— BEGIN Extracted text —
BOB SCHIEFFER: “Does it bother you or does it worry you that we may be going backwards, that we’re going back to the day of the OK Corral and the old West where everybody carried a gun? Is that where we’re headed here?”
FORMER SENATOR RICK SANTORUM (R-Pa.): “You know, everybody romanticizes the OK Corral and all of the things that happened. But gun crimes were not very prevalent back then. Why? Because people carry guns.”
— exchange on CBS’s “Face the Nation,” April 27, 2014
The Hollywood version of the Wild West is at the core of this exchange on Face the Nation, so perhaps it’s time for a history lesson. One-time presidential candidate Rick Santorum asserted that gun crimes were low back then because people had the right to carry guns. But he actually has the story backward.
The 1881 gunfight in Tombstone, Ariz., was actually sparked by an effort to enforce the town’s Ordinance No. 9: “It is hereby declared unlawful to carry in the hand or upon the person or otherwise any deadly weapon within the limits of said city of Tombstone, without first obtaining a permit in writing.”
— END Extracted text —
— BEGIN Data listing —
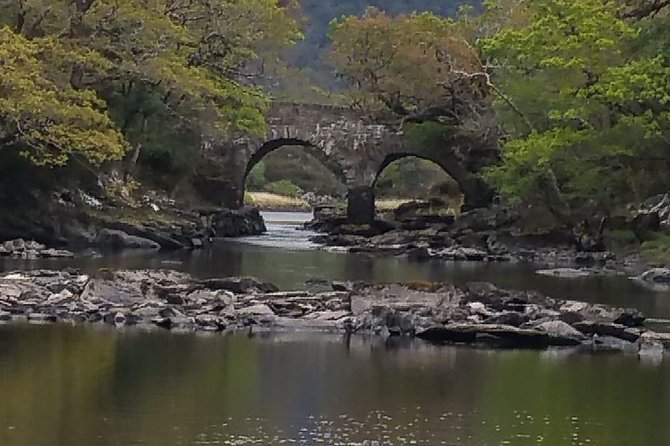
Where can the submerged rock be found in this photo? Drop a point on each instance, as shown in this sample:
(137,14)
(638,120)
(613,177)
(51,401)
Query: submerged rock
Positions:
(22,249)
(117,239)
— END Data listing —
— BEGIN Data listing —
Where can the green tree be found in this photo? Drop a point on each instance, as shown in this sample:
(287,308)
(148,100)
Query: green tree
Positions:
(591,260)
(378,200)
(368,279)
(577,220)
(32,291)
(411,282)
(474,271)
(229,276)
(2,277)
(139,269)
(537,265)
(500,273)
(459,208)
— END Data listing —
Problems to solve:
a – Translate this sentence from the fact check on the OK Corral into Spanish: "But he actually has the story backward."
b – Write a continuation of the fact check on the OK Corral and gun crime in the Old West, starting after its last sentence.

Answers provided:
a – Pero en realidad tiene la historia al revés.

b –
That’s right, City Marshal Virgil Earp and his brother Wyatt were attempting to enforce a gun-control law that cowboys were evading — a law that was rather common in the West, according to historians.
“Carrying of guns within the city limits of a frontier town was generally prohibited. Laws barring people from carrying weapons were commonplace, from Dodge City to Tombstone,” said Adam Winkler, a professor at UCLA’s School of Law and author of Gunfight: The Battle over the Right to Bear Arms in America. “When Dodge City residents first formed their municipal government, one of the very first laws enacted was a ban on concealed carry. The ban was soon after expanded to open carry, too. The Hollywood image of the gunslinger marching through town with two Colts on his hips is just that — a Hollywood image, created for its dramatic effect.”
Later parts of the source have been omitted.